Excerpted data ::

______________________________

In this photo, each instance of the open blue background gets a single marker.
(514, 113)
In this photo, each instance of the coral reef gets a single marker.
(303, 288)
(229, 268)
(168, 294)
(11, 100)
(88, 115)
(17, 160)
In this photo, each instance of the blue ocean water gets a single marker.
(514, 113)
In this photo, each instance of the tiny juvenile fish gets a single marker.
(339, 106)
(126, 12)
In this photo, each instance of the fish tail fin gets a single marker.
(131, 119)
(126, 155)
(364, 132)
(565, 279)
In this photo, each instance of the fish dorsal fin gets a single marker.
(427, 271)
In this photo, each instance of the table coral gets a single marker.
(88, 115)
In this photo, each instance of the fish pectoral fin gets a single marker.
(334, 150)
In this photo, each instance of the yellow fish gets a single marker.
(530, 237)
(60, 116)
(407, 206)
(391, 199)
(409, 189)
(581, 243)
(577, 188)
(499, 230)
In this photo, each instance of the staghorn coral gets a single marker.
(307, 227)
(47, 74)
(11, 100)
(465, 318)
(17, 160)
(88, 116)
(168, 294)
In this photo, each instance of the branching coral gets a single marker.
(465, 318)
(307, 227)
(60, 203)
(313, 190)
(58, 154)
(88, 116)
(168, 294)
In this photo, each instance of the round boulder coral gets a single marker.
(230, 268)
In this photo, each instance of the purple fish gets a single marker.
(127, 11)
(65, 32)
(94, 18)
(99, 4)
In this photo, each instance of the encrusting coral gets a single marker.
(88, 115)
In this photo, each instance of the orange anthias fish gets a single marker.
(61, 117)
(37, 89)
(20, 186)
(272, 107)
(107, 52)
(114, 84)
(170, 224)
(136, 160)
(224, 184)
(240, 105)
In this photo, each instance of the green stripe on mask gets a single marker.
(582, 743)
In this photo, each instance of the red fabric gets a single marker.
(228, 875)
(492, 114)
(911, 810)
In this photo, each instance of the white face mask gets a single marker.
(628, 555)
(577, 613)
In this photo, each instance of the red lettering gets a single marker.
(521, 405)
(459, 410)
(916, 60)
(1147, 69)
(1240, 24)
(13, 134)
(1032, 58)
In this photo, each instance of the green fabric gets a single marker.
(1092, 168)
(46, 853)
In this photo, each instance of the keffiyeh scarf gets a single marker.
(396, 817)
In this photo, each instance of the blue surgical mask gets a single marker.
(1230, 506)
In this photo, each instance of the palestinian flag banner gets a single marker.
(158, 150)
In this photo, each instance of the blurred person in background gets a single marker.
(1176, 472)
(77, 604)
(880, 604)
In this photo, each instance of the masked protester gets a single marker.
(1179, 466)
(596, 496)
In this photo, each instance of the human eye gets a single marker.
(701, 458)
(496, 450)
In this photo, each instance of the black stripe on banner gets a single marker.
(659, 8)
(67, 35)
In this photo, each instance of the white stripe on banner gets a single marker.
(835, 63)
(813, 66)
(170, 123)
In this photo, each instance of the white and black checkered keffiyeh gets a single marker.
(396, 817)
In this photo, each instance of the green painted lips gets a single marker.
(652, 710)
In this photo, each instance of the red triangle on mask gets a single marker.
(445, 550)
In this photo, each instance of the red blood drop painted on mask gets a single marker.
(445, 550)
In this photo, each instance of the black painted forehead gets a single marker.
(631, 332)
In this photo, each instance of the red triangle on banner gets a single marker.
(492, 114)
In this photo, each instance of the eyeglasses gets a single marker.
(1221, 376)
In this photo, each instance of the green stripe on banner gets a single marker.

______________________________

What is expected ::
Each line of the material above is to be retyped verbatim.

Solution ::
In this photo, each instance of the open blue background gets a single marker.
(514, 113)
In this photo, each instance of the coral reef gets a single marker.
(303, 288)
(229, 268)
(168, 294)
(11, 100)
(88, 115)
(17, 160)
In this photo, each instance of the blue ocean water gets a single marker.
(514, 113)
In this photo, each instance of the tiny juvenile fish gets a single marker.
(339, 106)
(126, 12)
In this photo, each instance of the fish tail fin gets a single marker.
(131, 119)
(126, 155)
(364, 132)
(565, 279)
In this photo, each instance of the fish dorsal fin gets a single marker.
(427, 271)
In this photo, each instance of the table coral gets a single marker.
(88, 115)
In this photo, each instance of the fish pectoral fin gets a single marker.
(334, 150)
In this photo, each instance of the yellow fish gets a single marker.
(530, 237)
(60, 116)
(407, 206)
(391, 199)
(409, 189)
(581, 243)
(577, 188)
(499, 230)
In this photo, each instance of the staghorn coral gets a single marker.
(307, 227)
(47, 74)
(11, 100)
(465, 318)
(17, 160)
(88, 116)
(168, 294)
In this photo, each instance of the branching coral gets a single marker.
(465, 318)
(307, 227)
(60, 203)
(313, 190)
(58, 154)
(88, 116)
(168, 294)
In this photo, each instance of the round boulder coral gets a single marker.
(230, 268)
In this photo, each instance of the purple fish gets a single marker.
(127, 11)
(65, 32)
(94, 18)
(99, 4)
In this photo, each instance of the encrusting coral gets a single marker.
(88, 115)
In this photo, each instance of the orange anthias fish gets a single marker.
(61, 117)
(37, 89)
(20, 186)
(272, 107)
(107, 52)
(114, 84)
(170, 224)
(136, 160)
(224, 184)
(240, 105)
In this photo, each instance of the green stripe on mask gets a single marker.
(582, 743)
In this photo, each instance of the red fabric gets a single marker.
(228, 875)
(492, 114)
(911, 810)
In this photo, each instance of the white face mask gets a single marker.
(628, 555)
(577, 613)
In this photo, each instance of the red lettering gets a single marker.
(521, 405)
(459, 410)
(916, 60)
(1147, 69)
(1240, 24)
(13, 134)
(1032, 58)
In this photo, each instance of the green fabric gets a single marker.
(1092, 168)
(46, 853)
In this photo, each instance of the keffiyeh scarf gets a single marker.
(396, 817)
In this photo, each instance of the blue surgical mask gets a single marker.
(1230, 506)
In this photo, each instance of the palestinian flag banner gets a single marker.
(158, 150)
In this photo, each instance of the blurred person in background gets a single marker.
(1176, 472)
(77, 604)
(880, 604)
In this photo, each instance of the masked protester gets a single marker.
(1179, 466)
(596, 496)
In this photo, each instance of the human eye gets a single marker.
(701, 458)
(496, 450)
In this photo, each instance of the black stripe on banner gets a single marker.
(659, 8)
(67, 35)
In this photo, each instance of the white stripe on banner gets a single marker.
(835, 63)
(813, 66)
(170, 123)
In this photo, each instance of the white and black checkered keffiyeh gets a single marker.
(396, 817)
In this photo, each instance of the green painted lips gets a single marker.
(652, 710)
In this photo, each instance of the red triangle on mask gets a single marker.
(445, 550)
In this photo, each instance of the red blood drop painted on mask gets a single marker.
(445, 550)
In this photo, each instance of the black painted forehead gets a single marker.
(631, 332)
In this photo, each instance of the red triangle on banner gets a single marker.
(492, 114)
In this photo, each instance of the eyeglasses gets a single marker.
(1221, 376)
In this photo, each instance of the green stripe on banner gets a single marker.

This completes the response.